◆ **TEXT SECTION**
..............................

BORIS is an RNA binding protein
Association of BORIS with newly synthesized RNA was first suggested by a run-on transcription assay on HEK293T cells, which showed that BORIS co-localises with 5-FU in punctate foci in both the nucleus and cytoplasm (Additional file 1: Figure S1). Analysis of the amino acid sequence of BORIS revealed the presence of a putative nuclear export signal (NES) in the C terminal region (Figure 1), indicating that the protein may shuttle between the nucleus and cytoplasm.
We therefore extended our investigation to determine whether BORIS interacts with RNA in other cell types and, if so, whether the interaction changes as cells undergo phenotypic alterations. We previously showed that BORIS is present at similar levels in hNP1 neural progenitor cells (Aruna Biomedical) and young neurons derived from hNP1 using well-defined culture conditions . Gene expression arrays confirmed no significant change in expression of BORIS during neural differentiation (data available at NCBI’s Gene Expression Omnibus , accession number GSE42294). Expression of BORIS in hNP1 and HEK293T cells was confirmed by partial sequencing of PCR product (Additional file 2: Figure S2).
To investigate if BORIS associates with endogenous RNA in hNP1 cells and hNP1 cells differentiated to neurons over 6 days (designated 6dN), we used oligo dT beads to precipitate mRNA from cell lysates and analysed co-precipitated proteins by Western Blot. In both cell types, BORIS was precipitated (Figure 2A), suggesting that the protein associates with mRNA. Similar results were obtained by oligo-dT-precipitation of protein complexes from HEK293T cells transiently expressing GFP-tagged BORIS protein, as detected by both anti- GFP antibodies and anti-BORIS antibodies (Figure 2B). No GFP was precipitated from cell lysates expressing GFP only (Figure 2B).
We then used native RNA-immunoprecipitation to isolate RNAs that were associated with BORIS. A substantial amount of nucleic acids (5-15% of input) was consistently immunoprecipitated from both hNP1 and 6dN cells. To verify that this was RNA and not contaminating DNA, since BORIS is known to bind DNA [28, 29], we treated the immunoprecipitates with RNase A or DNase I and quantified the remaining nucleic acid. Only RNase A treatment decreased the amount of precipitated nucleic acids, while DNase I had no effect (Figure 3A). Gel electrophoresis analysis of BORIS-precipitated RNA revealed a prominent band migrating as 28S rRNA, and a weaker band as 18S, suggesting that BORIS associates with ribosomes (Figure 3B and C). In comparison, no detectable RNA was precipitated by non-specific IgGs (Figure 3B and C).
Next, to determine whether BORIS binds directly to RNA, a series of 20 mer RNA and DNA homopolymers with 3’ Biotin-TEG was utilised in an in vitro binding assay. Recombinant BORIS was purified from HEK293T cells (Figure 4A) and assayed for its ability to bind to the biotin-coupled homopolymers. As expected, we found that BORIS associates with the DNA homopolymers poly(dT), poly(dG) and poly(dC) . In addition, BORIS also bound to poly(rG) and, to a lesser extent, to poly(rU) RNAs, while no binding was observed to polymers of rC or rA or to the streptavidin beads alone (Figure 4B). These experiments suggest that BORIS can interact directly with RNA.

..............................

◆ **REQUIRED TASKS**
**A)** In the section on BORIS RNA binding, which treatment of the immunoprecipitates decreased the amount of precipitated nucleic acids?
**B)** Continue the section on BORIS RNA binding from where it ends.

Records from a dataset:
..............................

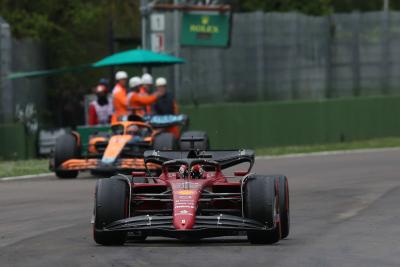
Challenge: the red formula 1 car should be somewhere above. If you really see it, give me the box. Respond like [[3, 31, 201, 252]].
[[92, 150, 289, 245]]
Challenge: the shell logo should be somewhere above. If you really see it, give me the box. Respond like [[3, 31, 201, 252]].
[[178, 190, 195, 196]]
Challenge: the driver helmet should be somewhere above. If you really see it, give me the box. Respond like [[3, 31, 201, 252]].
[[179, 164, 189, 179], [126, 125, 139, 135], [190, 164, 204, 179]]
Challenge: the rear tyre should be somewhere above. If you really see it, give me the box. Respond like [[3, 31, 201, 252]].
[[179, 131, 210, 150], [244, 175, 281, 244], [153, 133, 177, 150], [276, 176, 290, 238], [54, 134, 79, 179], [93, 176, 129, 246]]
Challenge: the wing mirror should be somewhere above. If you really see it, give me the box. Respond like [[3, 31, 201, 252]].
[[132, 172, 146, 177]]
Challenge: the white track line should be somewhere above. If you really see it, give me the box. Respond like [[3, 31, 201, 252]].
[[0, 172, 53, 182]]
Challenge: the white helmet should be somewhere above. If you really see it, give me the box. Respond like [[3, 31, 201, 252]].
[[115, 71, 128, 81], [129, 76, 142, 88], [142, 73, 153, 85], [156, 77, 167, 86]]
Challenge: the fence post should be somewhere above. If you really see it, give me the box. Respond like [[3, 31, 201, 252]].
[[254, 11, 265, 100], [351, 11, 361, 96], [290, 12, 303, 99], [0, 17, 14, 122], [381, 9, 391, 95], [325, 15, 335, 98]]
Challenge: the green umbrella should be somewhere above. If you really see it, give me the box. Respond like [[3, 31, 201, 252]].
[[7, 49, 185, 80], [93, 49, 185, 68]]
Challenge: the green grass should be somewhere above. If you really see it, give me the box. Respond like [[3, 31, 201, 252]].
[[256, 137, 400, 156], [0, 159, 50, 177]]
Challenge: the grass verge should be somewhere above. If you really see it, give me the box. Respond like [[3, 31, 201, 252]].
[[0, 159, 49, 177], [256, 137, 400, 156]]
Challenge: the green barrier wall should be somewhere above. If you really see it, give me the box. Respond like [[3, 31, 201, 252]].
[[181, 97, 400, 148], [0, 123, 36, 160]]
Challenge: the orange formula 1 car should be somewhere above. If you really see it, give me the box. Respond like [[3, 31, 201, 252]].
[[50, 115, 209, 178]]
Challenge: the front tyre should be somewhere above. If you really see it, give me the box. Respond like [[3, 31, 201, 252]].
[[54, 134, 79, 179], [276, 176, 290, 238], [244, 175, 281, 244], [93, 176, 130, 246]]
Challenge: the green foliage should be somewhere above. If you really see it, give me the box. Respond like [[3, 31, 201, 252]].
[[238, 0, 400, 15], [0, 0, 140, 125]]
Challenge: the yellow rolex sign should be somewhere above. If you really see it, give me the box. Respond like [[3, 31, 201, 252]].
[[181, 13, 230, 47]]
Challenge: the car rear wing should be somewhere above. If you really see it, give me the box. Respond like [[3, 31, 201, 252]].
[[144, 149, 254, 170]]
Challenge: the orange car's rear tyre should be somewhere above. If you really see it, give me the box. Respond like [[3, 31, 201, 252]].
[[276, 176, 290, 238], [243, 175, 281, 244], [54, 134, 79, 179], [93, 176, 129, 246]]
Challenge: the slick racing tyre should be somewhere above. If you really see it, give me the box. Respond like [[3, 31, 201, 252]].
[[276, 176, 290, 238], [93, 176, 130, 246], [179, 131, 210, 150], [54, 134, 79, 179], [244, 175, 281, 244], [153, 133, 177, 150]]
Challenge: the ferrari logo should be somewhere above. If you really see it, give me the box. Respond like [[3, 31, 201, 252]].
[[201, 16, 210, 25]]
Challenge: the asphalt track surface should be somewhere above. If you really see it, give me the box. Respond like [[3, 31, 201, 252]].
[[0, 150, 400, 267]]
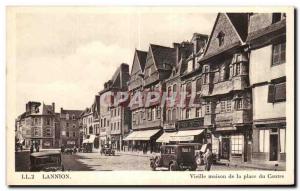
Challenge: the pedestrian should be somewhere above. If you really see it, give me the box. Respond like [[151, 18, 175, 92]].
[[204, 148, 213, 171], [30, 145, 33, 153]]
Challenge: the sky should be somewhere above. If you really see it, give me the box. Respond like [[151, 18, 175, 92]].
[[14, 7, 217, 114]]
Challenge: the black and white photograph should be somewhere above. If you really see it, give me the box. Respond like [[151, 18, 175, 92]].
[[6, 6, 294, 185]]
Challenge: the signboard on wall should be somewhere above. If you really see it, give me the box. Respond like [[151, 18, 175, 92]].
[[176, 117, 204, 129]]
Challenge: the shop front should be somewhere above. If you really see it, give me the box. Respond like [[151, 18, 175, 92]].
[[82, 135, 99, 152], [124, 129, 161, 153], [212, 126, 251, 162], [252, 119, 286, 162]]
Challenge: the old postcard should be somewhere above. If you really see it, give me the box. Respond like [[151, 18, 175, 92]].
[[6, 6, 295, 186]]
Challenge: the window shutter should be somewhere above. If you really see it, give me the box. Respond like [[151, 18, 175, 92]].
[[268, 84, 275, 103], [274, 83, 286, 101]]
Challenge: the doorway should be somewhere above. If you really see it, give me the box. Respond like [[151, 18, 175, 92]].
[[220, 137, 230, 160], [270, 134, 278, 161]]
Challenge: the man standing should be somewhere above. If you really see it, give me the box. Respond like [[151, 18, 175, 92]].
[[204, 148, 213, 171]]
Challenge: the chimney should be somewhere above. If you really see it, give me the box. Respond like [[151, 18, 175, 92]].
[[173, 42, 181, 65], [52, 102, 55, 113], [191, 33, 208, 54]]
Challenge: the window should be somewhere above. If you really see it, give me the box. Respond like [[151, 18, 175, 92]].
[[185, 109, 190, 119], [172, 109, 176, 121], [231, 135, 244, 155], [205, 104, 210, 114], [279, 129, 286, 153], [156, 106, 160, 119], [196, 107, 202, 117], [173, 84, 177, 93], [168, 86, 172, 97], [167, 110, 171, 121], [46, 128, 51, 136], [235, 98, 243, 110], [187, 60, 194, 72], [151, 108, 156, 120], [89, 126, 93, 134], [196, 78, 202, 93], [221, 101, 226, 113], [272, 13, 286, 23], [203, 65, 209, 72], [226, 100, 231, 112], [259, 129, 270, 152], [217, 31, 225, 46], [235, 63, 241, 76], [268, 82, 286, 103], [148, 108, 152, 121], [272, 42, 286, 66], [185, 82, 192, 97]]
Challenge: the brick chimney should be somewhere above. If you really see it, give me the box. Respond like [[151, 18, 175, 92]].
[[52, 102, 55, 113]]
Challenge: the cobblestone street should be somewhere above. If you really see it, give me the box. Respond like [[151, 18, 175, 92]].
[[63, 153, 255, 171], [16, 151, 271, 171]]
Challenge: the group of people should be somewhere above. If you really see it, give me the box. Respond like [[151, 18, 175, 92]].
[[30, 143, 40, 153], [60, 145, 80, 154]]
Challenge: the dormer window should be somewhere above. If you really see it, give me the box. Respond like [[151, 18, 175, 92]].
[[272, 13, 286, 23], [217, 31, 225, 46]]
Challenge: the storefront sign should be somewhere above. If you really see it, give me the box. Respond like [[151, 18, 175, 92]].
[[176, 117, 204, 129]]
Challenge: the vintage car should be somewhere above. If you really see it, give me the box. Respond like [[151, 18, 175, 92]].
[[180, 143, 217, 166], [30, 151, 65, 172], [150, 145, 197, 171], [101, 145, 115, 156]]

..............................

◆ **ANSWERS TO THE TASKS**
**A)** Only RNase A treatment decreased it; DNase I had no effect.

**B)**
Identification of poly(A) RNAs bound to BORIS
To identify which transcripts were associated with BORIS in hNP1 and 6dN cells we immunoprecipitated the protein from cellular extracts. We then isolated the RNA and converted it to cDNA, which was hybridized to gene expression arrays. The signals from the arrays were then compared to those obtained from total RNA isolated from hNP1 and 6dN cells. Transcripts were scored as associated with BORIS if the fold change was larger than two and the p-value (ANOVA) was less than 0.01 (see Methods). In total, we identified 1097 and 962 probes representing 863 and 771 unique transcripts associated with BORIS in hNP1 and 6dN cells, respectively (Additional file 3: Table S1 and Additional file 4: Table S2). Of these, 88 transcripts were common to both hNP1 cells and 6dN cells (Figure 4C). These findings were confirmed for several genes by the validation of enrichment using RT-qPCR in hNP1 and 6dN cells (Figure 4D,E). In addition, we showed that the association of transcripts with BORIS did not correlate with their up- or down regulation during neural differentiation (Additional file 5: Table S3).
Characterisation of BORIS-bound transcripts
We first used the PANTHER Protein Class Ontology platform  to identify over-represented pathways in each cell type. In hNP1 cells, significant enrichment (p < 0.05) was found for transcripts involved in WNT signalling, cadherin signalling and Huntington disease (Figure 5A and Table 1). In 6dN cells, significant enrichment (p < 0.05) was found for transcripts involved in WNT signalling as well as angiogenesis, inflammation mediated by chemokines and cytokine signalling, Alzheimer disease-presenilin and TGF-β signalling (Figure 5B and Table 1).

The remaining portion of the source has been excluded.